아래 항목을 처음부터 끝까지 한 글자도 바꾸지 말고 그대로 출력하세요.

* * * *

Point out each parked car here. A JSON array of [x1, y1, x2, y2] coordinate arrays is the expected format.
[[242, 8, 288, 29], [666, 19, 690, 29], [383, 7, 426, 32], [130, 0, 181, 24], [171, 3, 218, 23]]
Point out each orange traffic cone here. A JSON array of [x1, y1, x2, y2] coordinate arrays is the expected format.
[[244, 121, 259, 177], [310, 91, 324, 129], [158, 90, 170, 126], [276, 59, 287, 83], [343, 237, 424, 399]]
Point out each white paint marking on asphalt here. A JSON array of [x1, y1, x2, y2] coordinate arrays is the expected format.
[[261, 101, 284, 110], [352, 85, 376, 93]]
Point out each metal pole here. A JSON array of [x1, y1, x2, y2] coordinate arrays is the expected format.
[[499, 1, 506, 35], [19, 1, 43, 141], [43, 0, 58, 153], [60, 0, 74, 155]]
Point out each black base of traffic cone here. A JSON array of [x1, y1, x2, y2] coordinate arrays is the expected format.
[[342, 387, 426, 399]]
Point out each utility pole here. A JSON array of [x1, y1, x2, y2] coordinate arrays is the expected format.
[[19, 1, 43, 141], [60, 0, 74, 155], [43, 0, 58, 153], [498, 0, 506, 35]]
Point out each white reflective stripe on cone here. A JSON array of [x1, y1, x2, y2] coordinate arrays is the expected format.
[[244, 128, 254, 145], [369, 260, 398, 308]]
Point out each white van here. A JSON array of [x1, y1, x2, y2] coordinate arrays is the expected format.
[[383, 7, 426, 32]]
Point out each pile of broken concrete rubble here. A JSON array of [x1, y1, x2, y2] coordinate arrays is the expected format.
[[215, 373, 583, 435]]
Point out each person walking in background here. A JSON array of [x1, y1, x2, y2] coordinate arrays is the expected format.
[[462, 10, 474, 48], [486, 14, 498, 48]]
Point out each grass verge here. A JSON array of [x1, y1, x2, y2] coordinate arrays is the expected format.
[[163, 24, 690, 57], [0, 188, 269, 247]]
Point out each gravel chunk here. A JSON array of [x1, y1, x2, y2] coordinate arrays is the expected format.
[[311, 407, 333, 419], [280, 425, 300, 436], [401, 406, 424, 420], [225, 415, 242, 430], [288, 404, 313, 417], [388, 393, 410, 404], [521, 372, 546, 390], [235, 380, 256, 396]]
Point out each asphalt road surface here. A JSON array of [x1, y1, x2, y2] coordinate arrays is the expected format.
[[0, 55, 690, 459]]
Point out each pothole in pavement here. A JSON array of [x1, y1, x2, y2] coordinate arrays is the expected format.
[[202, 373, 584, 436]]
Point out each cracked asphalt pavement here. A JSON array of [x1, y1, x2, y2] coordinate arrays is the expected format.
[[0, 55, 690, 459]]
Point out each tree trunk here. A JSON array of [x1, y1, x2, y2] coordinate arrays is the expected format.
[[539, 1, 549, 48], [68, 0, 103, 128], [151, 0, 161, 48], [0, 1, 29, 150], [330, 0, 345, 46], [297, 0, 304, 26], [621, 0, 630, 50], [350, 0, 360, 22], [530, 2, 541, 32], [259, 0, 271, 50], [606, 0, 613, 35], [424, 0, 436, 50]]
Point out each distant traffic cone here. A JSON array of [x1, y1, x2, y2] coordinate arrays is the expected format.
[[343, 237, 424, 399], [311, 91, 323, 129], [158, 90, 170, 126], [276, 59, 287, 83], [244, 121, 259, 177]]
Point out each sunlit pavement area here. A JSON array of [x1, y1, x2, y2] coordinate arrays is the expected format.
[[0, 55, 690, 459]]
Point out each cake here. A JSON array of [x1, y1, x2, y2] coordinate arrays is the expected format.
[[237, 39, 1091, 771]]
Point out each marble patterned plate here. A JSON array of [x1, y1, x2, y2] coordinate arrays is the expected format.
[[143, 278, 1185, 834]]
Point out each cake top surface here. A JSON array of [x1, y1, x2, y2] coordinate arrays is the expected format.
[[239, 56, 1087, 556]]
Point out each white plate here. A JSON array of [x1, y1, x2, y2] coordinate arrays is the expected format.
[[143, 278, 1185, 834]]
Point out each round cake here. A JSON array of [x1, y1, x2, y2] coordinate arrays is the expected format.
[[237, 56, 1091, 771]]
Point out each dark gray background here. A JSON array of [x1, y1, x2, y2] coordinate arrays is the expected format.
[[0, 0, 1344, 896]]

* * * *

◆ 연습 답안:
Point out each parked car here. A JSON array of [x1, y1, x2, y2] coordinate arrays is the expected format.
[[242, 8, 288, 29], [666, 19, 690, 29], [383, 7, 426, 32], [130, 0, 181, 24], [171, 3, 218, 23]]
Point out each orange traffic cone here. A JSON array of [x1, y1, x2, y2] coordinate arrays is the expected format.
[[244, 121, 259, 177], [310, 91, 324, 129], [158, 90, 170, 126], [276, 59, 287, 83], [343, 237, 424, 399]]
Point out each white paint marking on asphalt here. A JSON array of [x1, y1, x2, y2] coordinate arrays is the expected format.
[[261, 101, 284, 110], [352, 85, 376, 93]]
Point out each metal pole here. A JSON array of [x1, y1, x2, y2] coordinate arrays is the expected format.
[[499, 1, 506, 35], [19, 1, 43, 141], [43, 0, 58, 153], [60, 0, 74, 155]]
Point out each black base of traffic cone here. A JSON array of [x1, y1, x2, y2] coordinate arrays is the expected format.
[[342, 387, 426, 399]]
Point out each utility pole here. A JSON array of [x1, y1, x2, y2] coordinate arrays is the expected format.
[[19, 1, 43, 141], [60, 0, 74, 155], [43, 0, 58, 153], [498, 0, 506, 35]]
Point out each white reflective stripe on cone here. A JSON array of [x1, y1, x2, y2] coordinate arrays is the expected format.
[[244, 128, 254, 145], [369, 260, 398, 308]]
Point out each white van here. A JSON array of [x1, y1, x2, y2] coordinate arrays is the expected format.
[[383, 7, 426, 32]]
Point out each pile of broken concrete rubble here. A JSON array of [x1, y1, x2, y2] coordinate arrays is the expected format.
[[215, 373, 583, 435]]
Point out each person walking in background here. A JSON array of [x1, y1, x2, y2] coordinate arrays is the expected format.
[[462, 10, 474, 48], [486, 14, 498, 48]]
Point out each grass verge here. A JSON array of [x1, y1, x2, y2] coordinate arrays is the expected format.
[[163, 24, 690, 57], [0, 188, 269, 247]]
Point out each gravel chunk here. A JSON array of [x1, y1, x2, y2] coordinate arrays is the expected format.
[[311, 407, 333, 419], [280, 425, 300, 436], [401, 406, 424, 420], [225, 415, 242, 430], [288, 404, 313, 417], [388, 393, 410, 404], [521, 372, 546, 390], [235, 380, 256, 396]]
Point out each asphalt road surface here. A JSON array of [x1, y1, x2, y2] coordinate arrays is the expected format.
[[0, 55, 690, 459]]
Point out each pothole in pavement here. A JSON array of [x1, y1, x2, y2] coordinate arrays is the expected format.
[[202, 373, 584, 436]]
Point out each cracked asphalt pavement here. A JSON array of [x1, y1, x2, y2] coordinate arrays is the expected format.
[[0, 55, 690, 459]]
Point out each tree trunk here. A JSON array of [x1, y1, x2, y2] coordinate arrays is the expected format.
[[539, 1, 549, 48], [68, 0, 103, 128], [151, 0, 161, 48], [0, 1, 29, 150], [330, 0, 345, 46], [297, 0, 304, 26], [621, 0, 630, 50], [350, 0, 360, 22], [530, 2, 541, 32], [259, 0, 271, 50], [606, 0, 613, 35], [424, 0, 436, 50]]
Point out each distant traffic cone here. A JSON array of [x1, y1, x2, y2] coordinate arrays is the expected format.
[[343, 237, 424, 399], [311, 91, 323, 129], [158, 90, 170, 126], [276, 59, 287, 83], [244, 121, 259, 177]]
Point out each sunlit pavement area here. A JSON array of [x1, y1, x2, y2] coordinate arrays is the expected format.
[[0, 55, 690, 459]]
Point out each cake here. A JSON array of [x1, y1, x2, y2] coordinate arrays is the expected format.
[[237, 39, 1091, 771]]
Point out each marble patterned plate here. A JSON array of [x1, y1, x2, y2] coordinate arrays is the expected format.
[[143, 278, 1185, 834]]
Point out each cake top surface here. A JSON array of [x1, y1, x2, y2] coordinate arrays is the expected format.
[[239, 56, 1087, 556]]
Point out each white plate here. A JSON array of [x1, y1, x2, y2] coordinate arrays is the expected format.
[[143, 278, 1185, 834]]
Point out each round cake here. A JSON array of [x1, y1, x2, y2] coordinate arrays is the expected format.
[[237, 56, 1091, 771]]
Point out each dark gray background here. A JSON array of [x1, y1, x2, y2] coordinate arrays is the expected format.
[[0, 0, 1344, 896]]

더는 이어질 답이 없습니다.